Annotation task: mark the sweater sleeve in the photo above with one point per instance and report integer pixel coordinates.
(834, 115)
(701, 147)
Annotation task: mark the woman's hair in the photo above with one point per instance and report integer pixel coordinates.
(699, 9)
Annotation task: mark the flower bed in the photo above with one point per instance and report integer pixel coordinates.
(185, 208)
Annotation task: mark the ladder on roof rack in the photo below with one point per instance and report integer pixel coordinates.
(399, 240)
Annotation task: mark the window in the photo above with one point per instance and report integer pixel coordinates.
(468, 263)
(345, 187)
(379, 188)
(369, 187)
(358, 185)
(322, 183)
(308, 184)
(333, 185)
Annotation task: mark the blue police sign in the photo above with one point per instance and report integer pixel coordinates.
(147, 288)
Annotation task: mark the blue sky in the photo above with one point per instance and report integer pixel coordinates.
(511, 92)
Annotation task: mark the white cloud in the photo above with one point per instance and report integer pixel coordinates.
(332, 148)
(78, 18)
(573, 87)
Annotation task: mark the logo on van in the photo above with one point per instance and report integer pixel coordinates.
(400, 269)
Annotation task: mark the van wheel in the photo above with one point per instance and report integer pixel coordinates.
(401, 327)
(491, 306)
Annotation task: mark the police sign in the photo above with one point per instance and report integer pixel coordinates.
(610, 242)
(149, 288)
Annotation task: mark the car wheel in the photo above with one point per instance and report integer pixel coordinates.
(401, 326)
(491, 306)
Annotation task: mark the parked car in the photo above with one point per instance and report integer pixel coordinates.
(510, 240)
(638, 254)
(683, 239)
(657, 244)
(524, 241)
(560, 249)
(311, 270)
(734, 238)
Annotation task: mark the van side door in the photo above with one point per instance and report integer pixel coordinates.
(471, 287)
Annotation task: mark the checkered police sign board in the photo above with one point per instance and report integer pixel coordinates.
—————
*Task directions*. Write out every record exactly as it appears above.

*Task result*.
Annotation task: mark the sweater sleeve in the photo above with one point per instance and report integer pixel coordinates.
(834, 115)
(701, 147)
Annotation task: mark the woman's hair in the photo above with one point per instance and report integer pixel coordinates.
(699, 9)
Annotation task: mark the flower bed in the photo above with one point per instance and report integer pixel coordinates.
(185, 208)
Annotation task: mark the ladder on roof rack in the photo below with one point per instance and report integer pixel coordinates.
(399, 240)
Annotation task: mark the window in the photo above with one point per instance and report integer pixel coordinates.
(468, 263)
(345, 187)
(379, 188)
(369, 187)
(358, 185)
(322, 183)
(308, 184)
(333, 185)
Annotation task: mark the blue police sign in the photo above with one point per instance and report integer pixel coordinates.
(147, 288)
Annotation task: mark the blue sky in the photo above with one point per instance and report integer pixel coordinates.
(511, 92)
Annotation task: mark the white cloud in the photo above with one point per instance and report integer pixel coordinates.
(332, 148)
(78, 18)
(573, 87)
Annotation task: mark the logo on van in the photo above with one point per instance and report integer pixel coordinates.
(400, 269)
Annotation task: mark the van wheel in the photo above with one point per instance and report integer pixel coordinates.
(401, 327)
(491, 306)
Annotation task: mark the police sign in the photo above with one point per instance and report integer pixel coordinates.
(610, 242)
(149, 288)
Annotation task: mark the car wheel in the photo above with one point per instance and report integer pixel coordinates.
(401, 326)
(491, 306)
Annotation task: mark the parked car in the photo above with one point per instance and report integer pixel coordinates.
(510, 240)
(638, 254)
(683, 239)
(657, 244)
(524, 241)
(560, 249)
(311, 270)
(734, 238)
Annotation task: mark the van side door in the photo above with one point per instance and report integer pixel coordinates.
(471, 287)
Annotation task: mark the checkered police sign board in the photo above with one point per instance and report integer pixel coordinates.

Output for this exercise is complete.